** PROVIDED RECORDS follows **

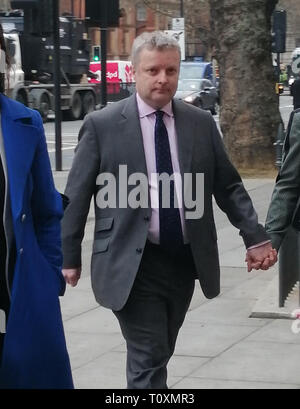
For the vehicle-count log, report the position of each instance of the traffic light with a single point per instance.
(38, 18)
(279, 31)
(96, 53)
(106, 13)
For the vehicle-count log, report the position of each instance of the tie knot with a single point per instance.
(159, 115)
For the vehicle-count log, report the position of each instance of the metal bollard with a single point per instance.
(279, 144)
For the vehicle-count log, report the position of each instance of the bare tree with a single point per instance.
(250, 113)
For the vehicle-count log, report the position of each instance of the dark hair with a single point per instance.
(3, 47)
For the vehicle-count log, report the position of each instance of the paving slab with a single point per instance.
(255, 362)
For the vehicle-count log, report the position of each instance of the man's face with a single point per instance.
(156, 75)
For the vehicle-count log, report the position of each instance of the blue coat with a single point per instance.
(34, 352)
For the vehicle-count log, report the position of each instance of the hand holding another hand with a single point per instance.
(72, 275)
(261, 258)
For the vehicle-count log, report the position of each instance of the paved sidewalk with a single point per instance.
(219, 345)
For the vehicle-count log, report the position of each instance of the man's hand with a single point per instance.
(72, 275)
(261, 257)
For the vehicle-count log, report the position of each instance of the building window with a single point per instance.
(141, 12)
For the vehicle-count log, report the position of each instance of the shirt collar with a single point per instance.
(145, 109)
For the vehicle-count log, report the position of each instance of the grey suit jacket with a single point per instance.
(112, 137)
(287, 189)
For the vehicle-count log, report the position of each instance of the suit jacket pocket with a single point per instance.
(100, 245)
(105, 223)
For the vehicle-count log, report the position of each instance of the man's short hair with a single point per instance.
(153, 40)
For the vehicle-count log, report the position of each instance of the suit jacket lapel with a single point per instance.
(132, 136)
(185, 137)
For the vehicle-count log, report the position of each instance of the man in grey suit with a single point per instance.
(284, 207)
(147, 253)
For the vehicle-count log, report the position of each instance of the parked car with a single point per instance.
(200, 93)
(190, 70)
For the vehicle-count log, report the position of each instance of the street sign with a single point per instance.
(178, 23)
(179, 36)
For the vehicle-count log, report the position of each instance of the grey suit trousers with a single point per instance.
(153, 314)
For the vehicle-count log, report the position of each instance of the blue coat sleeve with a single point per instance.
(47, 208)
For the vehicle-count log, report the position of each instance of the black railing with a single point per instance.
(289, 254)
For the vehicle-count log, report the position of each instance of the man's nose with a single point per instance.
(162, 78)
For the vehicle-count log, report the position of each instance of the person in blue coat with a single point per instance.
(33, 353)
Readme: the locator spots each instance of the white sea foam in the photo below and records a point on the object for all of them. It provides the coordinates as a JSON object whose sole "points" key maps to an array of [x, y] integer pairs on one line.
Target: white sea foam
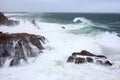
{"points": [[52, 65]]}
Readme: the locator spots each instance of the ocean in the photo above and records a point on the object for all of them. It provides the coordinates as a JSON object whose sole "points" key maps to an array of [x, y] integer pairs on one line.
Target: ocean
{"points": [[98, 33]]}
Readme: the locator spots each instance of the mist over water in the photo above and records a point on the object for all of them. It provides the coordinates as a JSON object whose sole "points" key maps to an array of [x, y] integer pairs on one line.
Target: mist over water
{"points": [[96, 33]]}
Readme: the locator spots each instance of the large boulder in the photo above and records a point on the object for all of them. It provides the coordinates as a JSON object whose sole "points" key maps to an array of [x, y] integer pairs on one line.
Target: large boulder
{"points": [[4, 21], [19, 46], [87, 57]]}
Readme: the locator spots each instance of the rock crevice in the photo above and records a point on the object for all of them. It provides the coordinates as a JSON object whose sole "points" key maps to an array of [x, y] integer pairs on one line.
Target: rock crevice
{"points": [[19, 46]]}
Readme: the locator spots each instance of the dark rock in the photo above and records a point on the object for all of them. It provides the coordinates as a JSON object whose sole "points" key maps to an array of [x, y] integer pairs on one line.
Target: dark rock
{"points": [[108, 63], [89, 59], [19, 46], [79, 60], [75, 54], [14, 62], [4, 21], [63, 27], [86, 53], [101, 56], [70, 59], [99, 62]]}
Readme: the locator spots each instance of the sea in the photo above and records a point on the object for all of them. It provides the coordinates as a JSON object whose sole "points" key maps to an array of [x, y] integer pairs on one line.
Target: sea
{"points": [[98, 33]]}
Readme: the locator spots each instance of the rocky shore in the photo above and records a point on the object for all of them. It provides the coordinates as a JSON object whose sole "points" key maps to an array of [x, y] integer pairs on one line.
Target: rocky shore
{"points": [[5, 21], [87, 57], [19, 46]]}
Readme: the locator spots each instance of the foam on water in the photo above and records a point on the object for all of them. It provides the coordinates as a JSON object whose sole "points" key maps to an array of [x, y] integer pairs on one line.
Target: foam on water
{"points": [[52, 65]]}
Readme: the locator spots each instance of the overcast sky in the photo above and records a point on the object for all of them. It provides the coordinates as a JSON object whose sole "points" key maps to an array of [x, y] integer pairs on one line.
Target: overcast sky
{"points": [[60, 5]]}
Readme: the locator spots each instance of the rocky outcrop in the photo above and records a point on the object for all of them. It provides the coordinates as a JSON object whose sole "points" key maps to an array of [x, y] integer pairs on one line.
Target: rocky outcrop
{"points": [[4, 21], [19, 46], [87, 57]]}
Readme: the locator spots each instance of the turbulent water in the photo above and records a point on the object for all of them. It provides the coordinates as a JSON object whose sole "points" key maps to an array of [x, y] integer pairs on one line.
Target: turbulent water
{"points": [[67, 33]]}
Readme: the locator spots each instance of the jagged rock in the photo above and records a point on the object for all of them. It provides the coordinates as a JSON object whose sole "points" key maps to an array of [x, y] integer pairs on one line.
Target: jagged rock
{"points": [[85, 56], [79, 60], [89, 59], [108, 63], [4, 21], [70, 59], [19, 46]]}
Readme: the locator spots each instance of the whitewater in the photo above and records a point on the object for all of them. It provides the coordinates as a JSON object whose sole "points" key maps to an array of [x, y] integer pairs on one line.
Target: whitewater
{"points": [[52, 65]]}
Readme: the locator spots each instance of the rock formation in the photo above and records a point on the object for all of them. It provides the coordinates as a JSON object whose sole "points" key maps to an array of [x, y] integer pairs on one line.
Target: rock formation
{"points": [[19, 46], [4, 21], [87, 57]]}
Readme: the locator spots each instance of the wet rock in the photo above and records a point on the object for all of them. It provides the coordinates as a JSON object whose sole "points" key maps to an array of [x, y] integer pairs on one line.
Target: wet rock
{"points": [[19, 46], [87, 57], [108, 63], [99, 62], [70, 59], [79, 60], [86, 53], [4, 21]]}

** End of PROVIDED RECORDS **
** PROVIDED RECORDS follows **

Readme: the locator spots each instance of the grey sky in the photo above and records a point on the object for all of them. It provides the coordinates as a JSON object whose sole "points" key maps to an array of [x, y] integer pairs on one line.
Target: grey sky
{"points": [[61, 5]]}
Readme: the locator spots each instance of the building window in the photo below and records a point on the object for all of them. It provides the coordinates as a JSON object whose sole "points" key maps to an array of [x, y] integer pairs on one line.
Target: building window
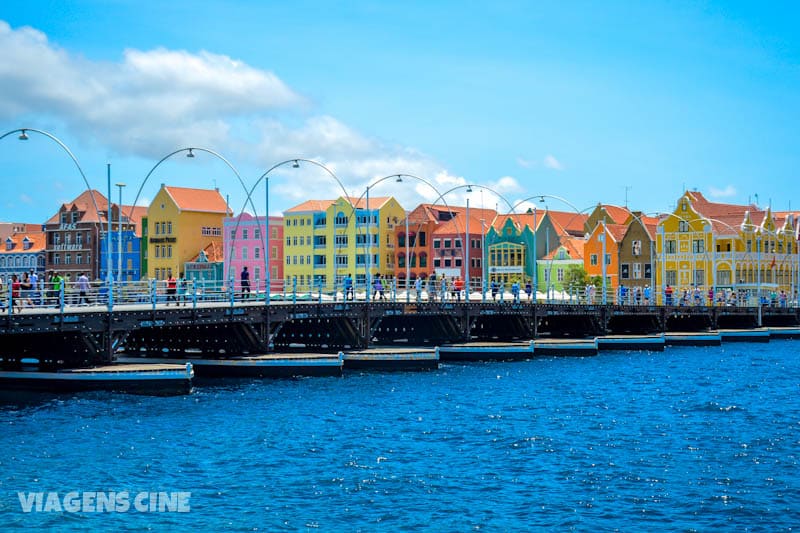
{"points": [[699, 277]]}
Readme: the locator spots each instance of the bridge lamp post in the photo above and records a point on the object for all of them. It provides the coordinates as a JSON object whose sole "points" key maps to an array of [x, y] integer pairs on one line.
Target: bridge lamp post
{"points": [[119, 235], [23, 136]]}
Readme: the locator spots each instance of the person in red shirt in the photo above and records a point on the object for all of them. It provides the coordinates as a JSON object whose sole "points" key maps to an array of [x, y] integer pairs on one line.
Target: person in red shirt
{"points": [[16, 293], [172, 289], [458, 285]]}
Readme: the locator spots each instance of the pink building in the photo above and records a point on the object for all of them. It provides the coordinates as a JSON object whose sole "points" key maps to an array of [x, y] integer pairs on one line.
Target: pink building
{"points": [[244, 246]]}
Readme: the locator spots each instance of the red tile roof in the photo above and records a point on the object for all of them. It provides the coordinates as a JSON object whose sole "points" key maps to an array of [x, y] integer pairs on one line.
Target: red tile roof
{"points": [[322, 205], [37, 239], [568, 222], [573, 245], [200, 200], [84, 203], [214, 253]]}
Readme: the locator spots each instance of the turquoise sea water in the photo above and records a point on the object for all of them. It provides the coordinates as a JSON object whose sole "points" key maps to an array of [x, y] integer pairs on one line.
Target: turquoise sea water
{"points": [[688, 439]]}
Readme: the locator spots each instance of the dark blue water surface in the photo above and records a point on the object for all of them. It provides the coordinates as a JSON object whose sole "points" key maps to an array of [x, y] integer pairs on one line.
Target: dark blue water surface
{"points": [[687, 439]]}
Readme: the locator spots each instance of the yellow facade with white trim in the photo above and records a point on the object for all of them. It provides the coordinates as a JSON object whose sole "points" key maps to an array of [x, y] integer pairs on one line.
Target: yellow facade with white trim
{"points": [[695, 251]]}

** End of PROVIDED RECORDS **

- WHAT NEEDS TO BE DONE
In the data above, which lines lie between the line with "Readme: the locator spots each instance of the rocky shore" and the line with "Readme: the locator spots each instance of the rocky outcrop", inclusive? Print those lines exactly and nothing else.

- RESPONSE BOX
Readme: the locator spots each instance of the rocky shore in the photo above and records a point on the object for all of them. It provides the coordinates as a JSON object whose sole "points" key maps to an array of [x, y] integer pairs on one line.
Target: rocky shore
{"points": [[5, 21], [87, 57], [19, 46]]}
Readme: the locator spots each instance of the foam on water in the photo above and records a point on the object for all of them. It provides the coordinates as a JSON object whose sole "points" key maps to an array of [x, y] integer pairs on one line.
Target: foam on water
{"points": [[52, 65]]}
Readme: the locator spots each instance of the overcast sky in the photo above and records a point on the object for all of them. It provides the coordinates as a JSON object whose sole "points" key maps to an array of [x, y] integer pairs on one line.
Target: overcast sky
{"points": [[60, 5]]}
Readme: the locator spots each instance of the rocky outcrop in the photo above and records a point on the object for all of them. It provides the coordinates as a JSON object whose sole "points" key maps to an array of [x, y] integer pairs on one line.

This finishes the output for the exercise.